** BEGIN Data supplied **

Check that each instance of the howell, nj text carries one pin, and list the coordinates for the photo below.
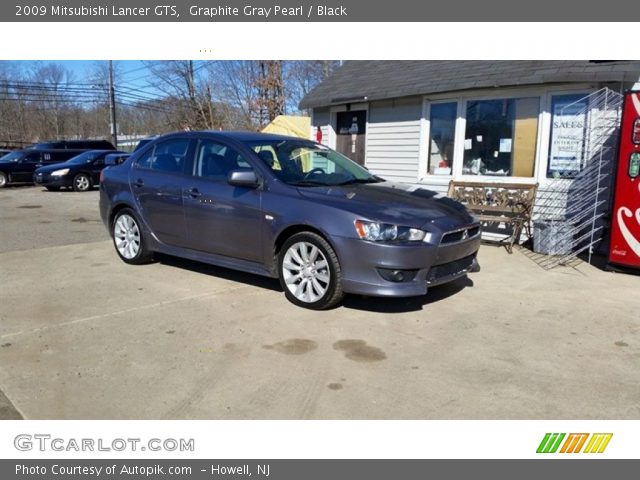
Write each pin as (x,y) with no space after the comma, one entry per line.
(243,470)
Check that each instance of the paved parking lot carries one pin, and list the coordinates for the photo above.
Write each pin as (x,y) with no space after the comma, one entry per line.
(82,335)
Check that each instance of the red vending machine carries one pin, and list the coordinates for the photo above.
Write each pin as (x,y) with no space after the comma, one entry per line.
(625,234)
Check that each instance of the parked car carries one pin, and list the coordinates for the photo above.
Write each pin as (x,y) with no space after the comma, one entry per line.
(81,172)
(119,157)
(286,208)
(18,166)
(73,145)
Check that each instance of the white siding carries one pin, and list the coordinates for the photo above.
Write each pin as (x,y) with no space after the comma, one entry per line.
(393,149)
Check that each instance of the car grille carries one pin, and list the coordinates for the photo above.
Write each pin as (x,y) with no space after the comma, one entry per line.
(460,235)
(439,272)
(41,177)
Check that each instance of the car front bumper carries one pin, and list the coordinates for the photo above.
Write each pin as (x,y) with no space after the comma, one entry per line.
(425,265)
(46,180)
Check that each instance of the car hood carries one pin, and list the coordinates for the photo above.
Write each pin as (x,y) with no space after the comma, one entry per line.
(54,167)
(395,203)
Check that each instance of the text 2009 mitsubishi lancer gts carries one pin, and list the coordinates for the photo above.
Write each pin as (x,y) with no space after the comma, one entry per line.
(287,208)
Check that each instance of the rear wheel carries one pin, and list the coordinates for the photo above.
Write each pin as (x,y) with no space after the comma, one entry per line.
(81,182)
(310,273)
(128,238)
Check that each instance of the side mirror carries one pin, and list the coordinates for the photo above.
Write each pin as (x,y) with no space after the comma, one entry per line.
(243,178)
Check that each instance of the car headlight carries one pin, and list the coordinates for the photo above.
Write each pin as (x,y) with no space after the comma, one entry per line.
(384,232)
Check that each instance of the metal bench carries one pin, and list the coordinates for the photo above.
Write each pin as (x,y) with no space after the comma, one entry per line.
(492,202)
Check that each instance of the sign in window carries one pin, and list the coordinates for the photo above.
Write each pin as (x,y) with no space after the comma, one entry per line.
(442,129)
(501,137)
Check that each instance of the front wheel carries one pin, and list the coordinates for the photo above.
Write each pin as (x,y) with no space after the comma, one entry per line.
(128,238)
(310,273)
(81,182)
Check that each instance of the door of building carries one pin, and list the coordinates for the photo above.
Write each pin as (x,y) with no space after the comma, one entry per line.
(351,130)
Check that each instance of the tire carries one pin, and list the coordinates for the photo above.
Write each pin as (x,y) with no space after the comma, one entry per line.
(128,238)
(82,182)
(309,272)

** END Data supplied **

* **To be done**
Reproduce the lines from the one containing "Check that each instance of the door" through the end of the material, with "door of building" changed to "building entrance" and everything else left as it is.

* **Exercise response**
Check that each instance of the building entrance carries one pin, and list the coordinates for the photo above.
Write each pin as (x,y) with no space after the comma, one entry per line.
(351,130)
Check that each instance of the tire carries one pin, and list the coordinates for the photo above.
Write each pin as (x,y) with no space after the comma, one entry per line.
(128,238)
(82,182)
(309,272)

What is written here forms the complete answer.